- EXERCISE -
From the article below on the environmental impact of generative AI, reproduce verbatim the stretch from "The event will" through "become more widespread.".

- DOCUMENT SECTION -
Growing environmental impact over generative AI ahead of Paris summit
As the rapid rise of generative artificial intelligence (AI) continues to transform industries, growing environmental concerns are fueling discussions ahead of a global summit in Paris on February 10-11, 2025.
The event will focus on the ecological footprint of AI, with experts warning that the technology’s expansion could exacerbate already significant environmental challenges.
Generative AI, which includes systems like OpenAI’s ChatGPT, is increasingly integrated into daily life. The chatbot alone, which now boasts 300 million weekly users, generates an astounding one billion requests per day.
Yet each request consumes 2.9 watt-hours of electricity—ten times the energy required for a single Google search, according to the International Energy Agency (IEA). This stark comparison highlights the mounting power demands of AI applications as they become more widespread.
The surge in AI usage is not limited to individual chatbots. A survey by French pollsters Ifop revealed that 70 percent of 18- to 24-year-olds in France use generative AI, with similar numbers in the United States, where a Morning Consult poll found 65 percent of teenagers are regular users.

- RECORD SET -
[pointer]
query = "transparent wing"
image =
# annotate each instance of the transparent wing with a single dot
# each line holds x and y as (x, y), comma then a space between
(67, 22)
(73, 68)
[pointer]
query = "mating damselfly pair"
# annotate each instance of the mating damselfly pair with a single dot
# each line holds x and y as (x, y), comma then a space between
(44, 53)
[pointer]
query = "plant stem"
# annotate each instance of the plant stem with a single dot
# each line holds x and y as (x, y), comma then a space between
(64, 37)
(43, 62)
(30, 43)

==

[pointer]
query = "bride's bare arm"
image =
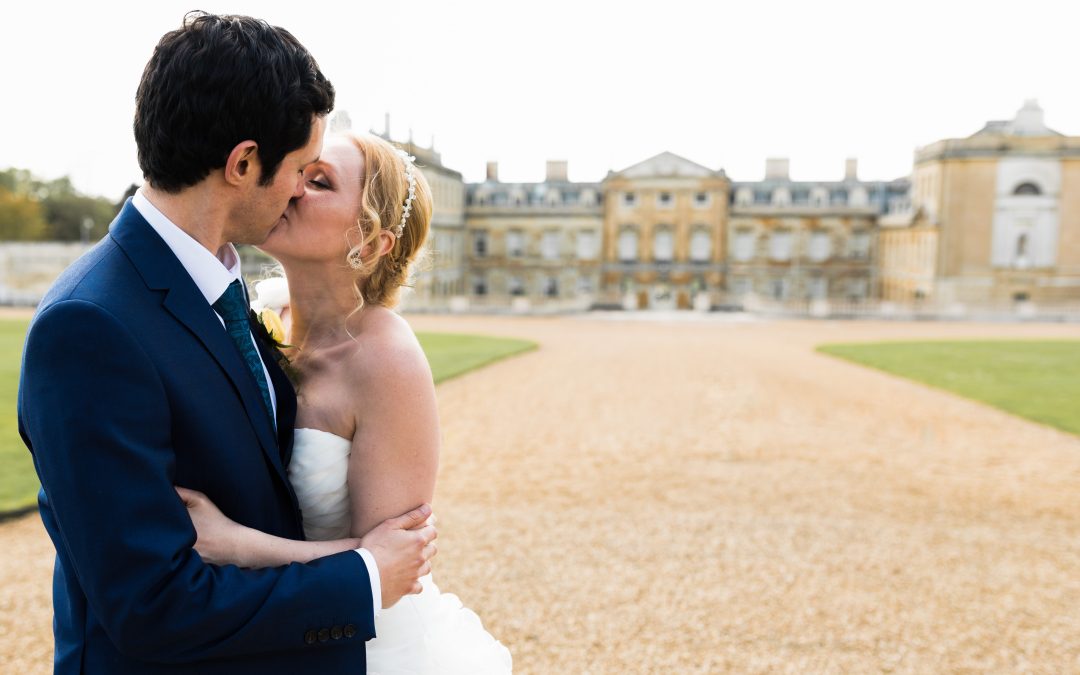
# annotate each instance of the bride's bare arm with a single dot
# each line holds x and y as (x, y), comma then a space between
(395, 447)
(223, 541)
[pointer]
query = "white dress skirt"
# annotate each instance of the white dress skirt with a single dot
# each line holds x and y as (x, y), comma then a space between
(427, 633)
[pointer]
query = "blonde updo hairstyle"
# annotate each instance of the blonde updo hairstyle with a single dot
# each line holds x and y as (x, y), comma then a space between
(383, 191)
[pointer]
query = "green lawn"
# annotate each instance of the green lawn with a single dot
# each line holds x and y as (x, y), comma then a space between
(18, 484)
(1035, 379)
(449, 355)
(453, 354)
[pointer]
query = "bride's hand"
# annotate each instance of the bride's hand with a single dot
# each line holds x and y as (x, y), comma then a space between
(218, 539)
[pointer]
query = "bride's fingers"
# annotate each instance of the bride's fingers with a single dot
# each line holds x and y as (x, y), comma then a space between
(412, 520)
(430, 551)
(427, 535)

- OUTPUT -
The event will focus on the ecological footprint of AI, with experts warning that the technology’s expansion could exacerbate already significant environmental challenges.
Generative AI, which includes systems like OpenAI’s ChatGPT, is increasingly integrated into daily life. The chatbot alone, which now boasts 300 million weekly users, generates an astounding one billion requests per day.
Yet each request consumes 2.9 watt-hours of electricity—ten times the energy required for a single Google search, according to the International Energy Agency (IEA). This stark comparison highlights the mounting power demands of AI applications as they become more widespread.